### Text for analysis:
⟨
Such is the Fatherland of today, and no wonder that its sons are proud of their country, proud of its political greatness and material prosperity, and proud of the imperial part which it has played among the great sisterhood of nations. What Italy was in the days of the Roman empire, what Austria, Spain, and France were each in turn, that is Germany in these closing years of the nineteenth century; nor is there any reason to doubt that for many years to come she will be able to preserve the peace of Europe, of which she has so long been the recognized arbiter.

Turning to the cities of Germany, where wealth and all that wealth has created find their highest forms of expression, let us begin with Berlin, the metropolis of the empire, the seat of royalty and the third in size, among European capitals; yet as to origin one of the most obscure of German settlements, even the origin of its name being still in doubt. When we say that it was a colony established probably by Albert the Bear in the year 1170, and that in 1225 it received a charter from the resigning margrave, we have said about all that is known as to the founding of the imperial city. Situated in the midst of the sandy and marshy plain which borders on the river Spree, it is first mentioned in connection with the township of Koln, with which in 1307 it was united, the place then attaining to some importance and ranking next to Brandenburg, where dwelt the margraves. In the middle of the sixteenth century it had a population of at least 12,000, though reduced to half that number at the close of the Thirty Years' war. By the Great Elector was founded the new quarter named Dorotheenstadt in honor of his wife, and by him was opened the Lindenallee or avenue of lime-trees where is now the boulevard of that name. New settlers flocked into the town; new enterprises were promoted; commerce expanded rapidly, and then it was that the nucleus was formed of the royal library and art collections of Berlin.

King Friedrich I founded the quarter still known as the Friedrich-stadt, together with the chateau of Charlottenburg, churches and town halls, the academy, and the new palace of Berlin, now two centuries old. By Friedrich Wilhelm I substantial improvements were also made, but with no attempt at decoration; for this monarch loved well his thalers, and cared more for his "tobacco parliament" than for all the architectural garnishments in the world. Frederick the Great did much for his capital, though he seldom lived there, sparing neither time nor money in its extension and embellishment. Unfortunately he had a hobby for designing his own buildings, or essentially altering the designs prepared for him, very much to their detriment. The opera house, somewhat enlarged but otherwise little altered as to exterior plan, was erected during his reign. Among other of his structures were the cathedral, the library, the palace of Prince Henry, now the university buildings, and hundreds of the public and private mansions which have made of Berlin one of the most sightly of European cities. Industries and commerce were fostered; literature, art, and science woke to life, and to this period belong such men as Lessing, Nicolai, and Moses Mendelssohn.
⟩
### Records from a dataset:
⟨
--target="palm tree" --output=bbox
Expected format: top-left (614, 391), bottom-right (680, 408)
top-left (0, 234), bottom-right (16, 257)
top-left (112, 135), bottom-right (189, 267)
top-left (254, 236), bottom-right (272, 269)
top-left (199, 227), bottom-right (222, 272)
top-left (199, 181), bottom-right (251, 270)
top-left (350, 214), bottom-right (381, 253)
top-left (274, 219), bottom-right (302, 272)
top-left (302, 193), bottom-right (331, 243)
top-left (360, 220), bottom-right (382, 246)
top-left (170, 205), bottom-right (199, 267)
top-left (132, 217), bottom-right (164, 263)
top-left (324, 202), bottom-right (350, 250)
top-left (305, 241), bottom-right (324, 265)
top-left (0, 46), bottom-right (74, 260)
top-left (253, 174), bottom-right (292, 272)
⟩
### Exercise instructions:
(a) Could you print the passage about Germany and Berlin between "Such is the" and "the recognized arbiter.", inclusive?
(b) Can you proceed with the passage about Germany and Berlin, continuing on from its final sentence?

### Answers for the exercise:
(a)
Such is the Fatherland of today, and no wonder that its sons are proud of their country, proud of its political greatness and material prosperity, and proud of the imperial part which it has played among the great sisterhood of nations. What Italy was in the days of the Roman empire, what Austria, Spain, and France were each in turn, that is Germany in these closing years of the nineteenth century; nor is there any reason to doubt that for many years to come she will be able to preserve the peace of Europe, of which she has so long been the recognized arbiter.

(b)
Nevertheless Berlin suffered severely during the Seven Years’ war, and far more severely during its occupation by Napoleon, who dealt with it almost as harshly as Alaric or Genseric dealt with ancient Rome. Though rapidly repaired, the disasters of the Franco-Prussian war of 1806 left for the time a most depressing effect, and it was not until after the conclusion of peace in 1814 that the city began to assume its modern aspect. Few of the great public buildings in which Berlin is extremely rich belong to an earlier period, many of them being erected or completed during the reign of the emperor Wilhelm I and his successors. The rathhaus, for instance, was finished in 1869 at a cost, including its site, of $2,500,000, and the borse in 1863 at an outlay of $900,000, the New National gallery, the handsome Jewish synagogue, and other costly and elaborate structures belonging to a recent date. Most of them lie within a narrow compass, and if in architectural splendor Berlin is inferior to Paris, in no city in the world are so many imposing edifices near together.

Entering by way of the Brandenburg gate, we find ourselves in a city with more than 1,750,000 inhabitants living within an area of 25 square miles, for the most part in lofty dwellings intersected by hundreds of regular and spacious throughfares. It is one of the greatest commercial, financial, and manufacturing cities in Europe, an important railroad center, and with a busier water traffic than that which is conducted on the Rhine. Yet the people are not entirely given over to business; for there are more than 60 plazas and several public parks, among the most attractive of which is the Austellungspark, with its evening concerts and reproductions of classic structures, the Thiergarten, a wooded tract of more than 600 acres, extending beyond the gate. There are zoological gardens and aquaria, and there are more than a score of theaters, art, and education, with numerous halls for popular entertainments. Many temples of science are there, and charity is represented by hospitals, one of which is under the direct control of the empress. The absence of churches in Berlin is noticeable; the citizens are not a church-going folk, less than two per cent of the entire population attending service of any kind.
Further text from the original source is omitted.